> ENTRIES SUPPLIED
===============

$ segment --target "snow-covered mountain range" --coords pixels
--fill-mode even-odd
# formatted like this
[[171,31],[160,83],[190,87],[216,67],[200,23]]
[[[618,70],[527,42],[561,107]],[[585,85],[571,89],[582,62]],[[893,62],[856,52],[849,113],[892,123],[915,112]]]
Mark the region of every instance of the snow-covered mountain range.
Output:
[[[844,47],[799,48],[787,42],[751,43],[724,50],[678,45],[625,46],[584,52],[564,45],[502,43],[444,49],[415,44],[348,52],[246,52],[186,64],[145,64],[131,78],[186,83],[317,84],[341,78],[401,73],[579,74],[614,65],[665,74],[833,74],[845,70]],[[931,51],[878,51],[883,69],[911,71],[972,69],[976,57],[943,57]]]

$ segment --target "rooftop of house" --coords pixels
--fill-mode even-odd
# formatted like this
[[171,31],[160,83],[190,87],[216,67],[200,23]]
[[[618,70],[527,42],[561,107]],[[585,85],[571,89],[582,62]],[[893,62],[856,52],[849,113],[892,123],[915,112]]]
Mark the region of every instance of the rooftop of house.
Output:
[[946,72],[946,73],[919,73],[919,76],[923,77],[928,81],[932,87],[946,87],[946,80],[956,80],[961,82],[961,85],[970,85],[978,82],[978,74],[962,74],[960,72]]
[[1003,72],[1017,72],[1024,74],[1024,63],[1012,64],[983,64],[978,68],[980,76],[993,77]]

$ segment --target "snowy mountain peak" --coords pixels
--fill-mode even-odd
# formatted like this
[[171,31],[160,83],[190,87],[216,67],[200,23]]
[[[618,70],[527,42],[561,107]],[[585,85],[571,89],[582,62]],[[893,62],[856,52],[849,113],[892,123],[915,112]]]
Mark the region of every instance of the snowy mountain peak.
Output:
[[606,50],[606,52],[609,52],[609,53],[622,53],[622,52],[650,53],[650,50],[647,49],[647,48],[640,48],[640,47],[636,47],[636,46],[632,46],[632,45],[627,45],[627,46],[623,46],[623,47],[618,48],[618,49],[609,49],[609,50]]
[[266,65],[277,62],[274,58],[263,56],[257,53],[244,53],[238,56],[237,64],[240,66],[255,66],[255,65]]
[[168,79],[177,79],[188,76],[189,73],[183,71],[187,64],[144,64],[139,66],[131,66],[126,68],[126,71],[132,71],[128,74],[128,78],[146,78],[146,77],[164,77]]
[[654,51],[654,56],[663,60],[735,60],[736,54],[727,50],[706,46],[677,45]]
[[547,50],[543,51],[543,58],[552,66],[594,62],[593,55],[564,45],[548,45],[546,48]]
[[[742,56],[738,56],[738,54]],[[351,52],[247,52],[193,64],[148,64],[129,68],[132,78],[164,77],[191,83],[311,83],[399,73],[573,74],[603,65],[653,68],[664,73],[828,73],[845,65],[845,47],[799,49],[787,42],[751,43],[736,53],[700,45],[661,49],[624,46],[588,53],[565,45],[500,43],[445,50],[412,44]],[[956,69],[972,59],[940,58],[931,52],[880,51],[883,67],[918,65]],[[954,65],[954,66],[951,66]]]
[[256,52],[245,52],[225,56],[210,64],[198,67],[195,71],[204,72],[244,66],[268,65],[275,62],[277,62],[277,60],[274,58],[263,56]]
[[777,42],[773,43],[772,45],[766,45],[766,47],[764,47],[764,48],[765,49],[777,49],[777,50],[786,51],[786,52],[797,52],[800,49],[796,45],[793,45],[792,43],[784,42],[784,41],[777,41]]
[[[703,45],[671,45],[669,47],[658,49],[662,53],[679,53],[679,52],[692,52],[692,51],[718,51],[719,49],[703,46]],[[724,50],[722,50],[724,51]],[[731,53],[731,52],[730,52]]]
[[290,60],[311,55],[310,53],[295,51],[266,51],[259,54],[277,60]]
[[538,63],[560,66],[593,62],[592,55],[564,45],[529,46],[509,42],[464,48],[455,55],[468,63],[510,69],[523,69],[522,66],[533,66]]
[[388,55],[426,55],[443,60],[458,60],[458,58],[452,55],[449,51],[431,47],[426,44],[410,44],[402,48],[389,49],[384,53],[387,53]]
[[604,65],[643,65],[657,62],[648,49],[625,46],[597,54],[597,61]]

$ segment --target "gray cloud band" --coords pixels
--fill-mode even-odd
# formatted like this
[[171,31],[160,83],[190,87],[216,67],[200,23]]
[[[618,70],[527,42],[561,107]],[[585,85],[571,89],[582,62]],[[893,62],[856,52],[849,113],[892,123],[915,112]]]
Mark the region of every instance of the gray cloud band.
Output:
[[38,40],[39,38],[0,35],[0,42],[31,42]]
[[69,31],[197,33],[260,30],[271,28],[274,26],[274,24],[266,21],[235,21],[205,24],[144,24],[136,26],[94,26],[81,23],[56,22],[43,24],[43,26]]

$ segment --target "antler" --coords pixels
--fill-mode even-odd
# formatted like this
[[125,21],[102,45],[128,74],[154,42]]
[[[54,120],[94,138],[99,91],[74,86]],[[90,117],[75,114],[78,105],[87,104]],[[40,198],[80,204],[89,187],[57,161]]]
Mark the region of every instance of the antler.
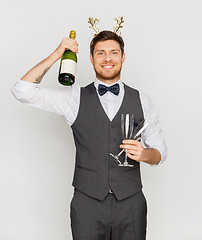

===============

> PROMPT
The expected output is every entry above, retyped exactly, with the pictures removed.

> RESULT FOR THIS TASK
$ segment --target "snow-covered mountain range" --coords pixels
--fill-mode even-odd
# formatted like this
[[171,31],[160,83],[190,87],[216,67],[200,23]]
[[[618,70],[527,42],[561,107]],[[585,85],[571,89],[582,62]],[[893,62],[856,52],[849,113],[892,123],[915,112]]]
Mark the region of every instance of the snow-covered mountain range.
Output:
[[[844,47],[799,48],[787,42],[751,43],[724,50],[678,45],[625,46],[584,52],[564,45],[502,43],[444,49],[415,44],[348,52],[246,52],[186,64],[145,64],[131,78],[186,83],[317,84],[341,78],[401,73],[579,74],[614,65],[665,74],[833,74],[845,70]],[[931,51],[878,51],[883,69],[911,71],[972,69],[976,57],[943,57]]]

$ segment --target "rooftop of house" --coords pixels
--fill-mode even-odd
# formatted like this
[[171,31],[160,83],[190,87],[216,67],[200,23]]
[[[618,70],[527,42],[561,107]],[[585,85],[571,89],[582,62]],[[893,62],[856,52],[849,113],[892,123],[915,112]]]
Mark the region of every instance of the rooftop of house.
Output:
[[946,72],[946,73],[919,73],[919,76],[923,77],[928,81],[932,87],[946,87],[946,80],[956,80],[961,82],[961,85],[970,85],[978,82],[978,74],[962,74],[960,72]]
[[1003,72],[1017,72],[1024,74],[1024,63],[1012,64],[983,64],[978,68],[980,76],[993,77]]

$ segment --target "snowy mountain peak" --coords pixels
--fill-mode even-odd
# formatted like this
[[171,31],[160,83],[190,87],[216,67],[200,23]]
[[[618,70],[527,42],[561,107]],[[585,85],[571,89],[582,62]],[[893,62],[856,52],[849,113],[892,123],[915,112]]]
Mark the region of every instance of the snowy mountain peak.
Output:
[[606,50],[606,52],[609,52],[609,53],[622,53],[622,52],[650,53],[650,50],[647,49],[647,48],[640,48],[640,47],[636,47],[636,46],[632,46],[632,45],[627,45],[627,46],[623,46],[623,47],[618,48],[618,49],[609,49],[609,50]]
[[266,65],[277,62],[274,58],[263,56],[257,53],[244,53],[238,56],[237,64],[240,66],[255,66],[255,65]]
[[168,79],[177,79],[188,76],[189,73],[183,71],[187,64],[144,64],[139,66],[131,66],[126,68],[126,71],[132,71],[128,74],[128,78],[146,78],[146,77],[164,77]]
[[654,51],[654,56],[663,60],[735,60],[736,54],[727,50],[706,46],[677,45]]
[[547,50],[543,51],[543,58],[552,66],[594,62],[593,55],[564,45],[548,45],[546,48]]
[[[742,56],[738,56],[738,54]],[[351,52],[247,52],[193,64],[148,64],[129,68],[132,78],[164,77],[191,83],[311,83],[399,73],[573,74],[603,65],[653,68],[664,73],[828,73],[845,65],[845,47],[799,49],[787,42],[751,43],[736,53],[700,45],[661,49],[624,46],[588,53],[565,45],[500,43],[445,50],[412,44]],[[956,69],[972,59],[940,58],[931,52],[880,51],[883,67],[918,65]],[[954,65],[954,66],[951,66]]]
[[256,52],[245,52],[225,56],[210,64],[198,67],[195,71],[204,72],[244,66],[268,65],[275,62],[277,62],[277,60],[274,58],[263,56]]
[[777,42],[773,43],[772,45],[766,45],[766,47],[764,47],[764,48],[765,49],[777,49],[777,50],[786,51],[786,52],[797,52],[800,49],[796,45],[793,45],[792,43],[784,42],[784,41],[777,41]]
[[[703,45],[671,45],[669,47],[658,49],[662,53],[679,53],[679,52],[692,52],[692,51],[718,51],[719,49],[703,46]],[[724,50],[722,50],[724,51]],[[731,53],[731,52],[730,52]]]
[[290,60],[311,55],[310,53],[295,51],[266,51],[259,54],[277,60]]
[[538,63],[560,66],[593,62],[592,55],[564,45],[529,46],[509,42],[464,48],[455,55],[468,63],[510,69],[523,69],[522,66],[533,66]]
[[388,55],[426,55],[443,60],[458,60],[458,58],[452,55],[449,51],[431,47],[426,44],[410,44],[402,48],[389,49],[384,53],[387,53]]
[[604,65],[643,65],[657,62],[648,49],[625,46],[597,54],[597,61]]

$ segment --target "gray cloud band" --coords pixels
--fill-mode even-odd
# formatted like this
[[171,31],[160,83],[190,87],[216,67],[200,23]]
[[[618,70],[527,42],[561,107]],[[585,85],[571,89],[582,62]],[[893,62],[856,52],[849,113],[892,123],[915,112]]]
Mark the region of every instance of the gray cloud band.
Output:
[[38,40],[39,38],[0,35],[0,42],[31,42]]
[[69,31],[197,33],[260,30],[271,28],[274,26],[274,24],[266,21],[235,21],[205,24],[144,24],[136,26],[94,26],[81,23],[56,22],[43,24],[43,26]]

$ segment --target "antler" --coords pixels
--fill-mode even-odd
# formatted like this
[[125,21],[102,45],[128,74],[154,42]]
[[[54,120],[94,138],[99,91],[74,86]],[[90,117],[75,114],[78,105],[87,104]],[[40,198],[80,204],[89,187],[57,161]]]
Mark the region of every instance of the antler.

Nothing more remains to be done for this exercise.